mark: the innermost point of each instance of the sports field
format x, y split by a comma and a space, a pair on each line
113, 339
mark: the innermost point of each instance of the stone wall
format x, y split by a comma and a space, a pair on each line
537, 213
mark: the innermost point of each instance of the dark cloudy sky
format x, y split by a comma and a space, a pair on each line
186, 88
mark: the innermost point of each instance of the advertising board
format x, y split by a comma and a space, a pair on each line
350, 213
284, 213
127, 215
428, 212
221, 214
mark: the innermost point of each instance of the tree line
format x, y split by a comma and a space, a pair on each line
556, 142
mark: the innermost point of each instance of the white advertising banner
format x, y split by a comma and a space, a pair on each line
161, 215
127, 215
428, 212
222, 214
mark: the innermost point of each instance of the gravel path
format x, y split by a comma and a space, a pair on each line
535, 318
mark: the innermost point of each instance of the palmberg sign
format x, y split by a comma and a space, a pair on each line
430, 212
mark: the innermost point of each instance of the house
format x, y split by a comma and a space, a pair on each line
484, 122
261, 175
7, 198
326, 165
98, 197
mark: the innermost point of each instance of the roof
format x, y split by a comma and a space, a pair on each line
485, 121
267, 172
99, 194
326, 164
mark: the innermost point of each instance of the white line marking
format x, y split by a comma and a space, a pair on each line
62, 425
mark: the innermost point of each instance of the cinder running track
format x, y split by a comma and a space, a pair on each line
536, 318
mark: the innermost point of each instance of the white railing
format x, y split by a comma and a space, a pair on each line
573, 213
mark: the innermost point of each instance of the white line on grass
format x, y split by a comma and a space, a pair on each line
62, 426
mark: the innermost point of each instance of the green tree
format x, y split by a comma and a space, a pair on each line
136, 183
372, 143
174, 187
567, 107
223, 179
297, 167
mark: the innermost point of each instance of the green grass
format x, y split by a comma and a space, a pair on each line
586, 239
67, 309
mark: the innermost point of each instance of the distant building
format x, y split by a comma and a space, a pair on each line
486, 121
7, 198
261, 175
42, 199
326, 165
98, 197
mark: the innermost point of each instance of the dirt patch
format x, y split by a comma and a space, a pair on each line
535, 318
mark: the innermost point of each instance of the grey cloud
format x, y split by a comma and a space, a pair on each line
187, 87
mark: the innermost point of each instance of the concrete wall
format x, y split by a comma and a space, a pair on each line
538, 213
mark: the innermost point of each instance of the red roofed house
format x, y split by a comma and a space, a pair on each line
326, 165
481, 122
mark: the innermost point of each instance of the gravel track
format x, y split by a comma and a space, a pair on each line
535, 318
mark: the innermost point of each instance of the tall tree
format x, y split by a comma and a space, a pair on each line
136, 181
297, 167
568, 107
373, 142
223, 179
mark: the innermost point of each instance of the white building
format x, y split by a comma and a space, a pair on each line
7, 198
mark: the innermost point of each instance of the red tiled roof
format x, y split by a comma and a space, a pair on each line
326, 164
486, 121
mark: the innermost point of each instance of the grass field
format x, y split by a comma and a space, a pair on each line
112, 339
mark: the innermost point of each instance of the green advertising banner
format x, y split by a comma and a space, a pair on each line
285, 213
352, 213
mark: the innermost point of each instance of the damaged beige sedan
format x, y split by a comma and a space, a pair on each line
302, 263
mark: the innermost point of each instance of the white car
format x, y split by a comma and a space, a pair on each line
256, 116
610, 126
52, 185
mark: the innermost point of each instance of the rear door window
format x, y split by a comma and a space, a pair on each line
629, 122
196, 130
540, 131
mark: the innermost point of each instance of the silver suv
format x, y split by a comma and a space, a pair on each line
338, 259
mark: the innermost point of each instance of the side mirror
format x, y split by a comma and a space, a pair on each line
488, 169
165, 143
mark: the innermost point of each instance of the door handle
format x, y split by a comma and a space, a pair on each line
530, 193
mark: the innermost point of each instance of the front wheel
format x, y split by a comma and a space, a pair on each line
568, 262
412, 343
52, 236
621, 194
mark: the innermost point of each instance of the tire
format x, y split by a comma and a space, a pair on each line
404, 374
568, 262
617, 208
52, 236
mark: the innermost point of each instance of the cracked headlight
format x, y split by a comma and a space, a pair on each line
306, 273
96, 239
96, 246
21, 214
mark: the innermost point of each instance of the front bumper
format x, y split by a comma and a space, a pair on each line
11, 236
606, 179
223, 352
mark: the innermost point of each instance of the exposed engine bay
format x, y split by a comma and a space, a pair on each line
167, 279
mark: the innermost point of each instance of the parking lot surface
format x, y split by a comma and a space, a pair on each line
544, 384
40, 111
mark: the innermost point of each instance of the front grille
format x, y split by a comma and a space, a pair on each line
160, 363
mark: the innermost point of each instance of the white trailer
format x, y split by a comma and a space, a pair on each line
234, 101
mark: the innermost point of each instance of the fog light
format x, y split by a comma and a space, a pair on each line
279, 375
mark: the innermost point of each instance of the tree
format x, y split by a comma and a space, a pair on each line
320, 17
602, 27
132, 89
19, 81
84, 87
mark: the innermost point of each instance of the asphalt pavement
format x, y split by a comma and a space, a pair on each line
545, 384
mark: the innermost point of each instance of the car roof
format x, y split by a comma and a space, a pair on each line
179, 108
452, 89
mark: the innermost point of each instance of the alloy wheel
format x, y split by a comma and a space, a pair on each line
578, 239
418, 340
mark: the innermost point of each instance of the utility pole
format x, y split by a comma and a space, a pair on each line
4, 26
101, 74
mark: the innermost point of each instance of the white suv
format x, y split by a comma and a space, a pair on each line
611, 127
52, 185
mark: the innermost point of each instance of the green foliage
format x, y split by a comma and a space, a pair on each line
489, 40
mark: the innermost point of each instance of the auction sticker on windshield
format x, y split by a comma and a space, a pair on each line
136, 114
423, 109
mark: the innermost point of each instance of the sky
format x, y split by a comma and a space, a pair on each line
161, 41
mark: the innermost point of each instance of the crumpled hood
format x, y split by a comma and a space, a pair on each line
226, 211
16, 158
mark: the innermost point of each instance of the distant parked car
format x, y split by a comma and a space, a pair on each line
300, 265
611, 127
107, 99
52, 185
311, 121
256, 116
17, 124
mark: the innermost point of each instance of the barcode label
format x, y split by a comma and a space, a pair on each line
- - - - - - -
= Directions for this task =
Can you print, word for word, the lines above from the one containing "mark: the innermost point of each instance of the asphalt" up to and including the final line?

= Response to the exercise =
mark: the innermost point of each instance of the asphalt pavement
format x, y split by a comma and a space, a pair on each line
545, 384
mark: the innermost point of each instance of the car roof
format x, y split by a comma and a space, a pair on each line
179, 108
452, 89
mark: the innermost point of each instance of the alloy wheel
format x, y split by a comma and a space, a pair on each line
578, 239
418, 340
mark: the innermost point of each instance of the utility pole
format x, y split by a comma and a space, a pair on each line
4, 26
101, 74
mark: the innermost point of each instance of the white suv
format x, y split by a comma and a space, a pair on each line
611, 127
52, 185
mark: the innermost point of each instance of the green foliage
format x, y split by a comma and a space, a pair on each line
489, 40
mark: the innermost point of each instance of the auction sticker on windshield
format x, y split by a comma and a space, a pair on each line
136, 114
423, 109
mark: the innermost point of each instance of the sky
format x, y split by a comma and a space, a pair on each line
161, 41
mark: the innermost point of each instance of the crumpled hood
format x, y split by a comma and a space, a pair on each line
226, 211
16, 158
mark: the innermost point of each instance of the distant parked car
format x, y split by a comma and a space, a pair on each line
300, 265
611, 127
107, 99
52, 185
311, 121
256, 116
17, 124
mark: the innermost point of each instance of the barcode label
format x, y split by a comma and a space, a pair on each line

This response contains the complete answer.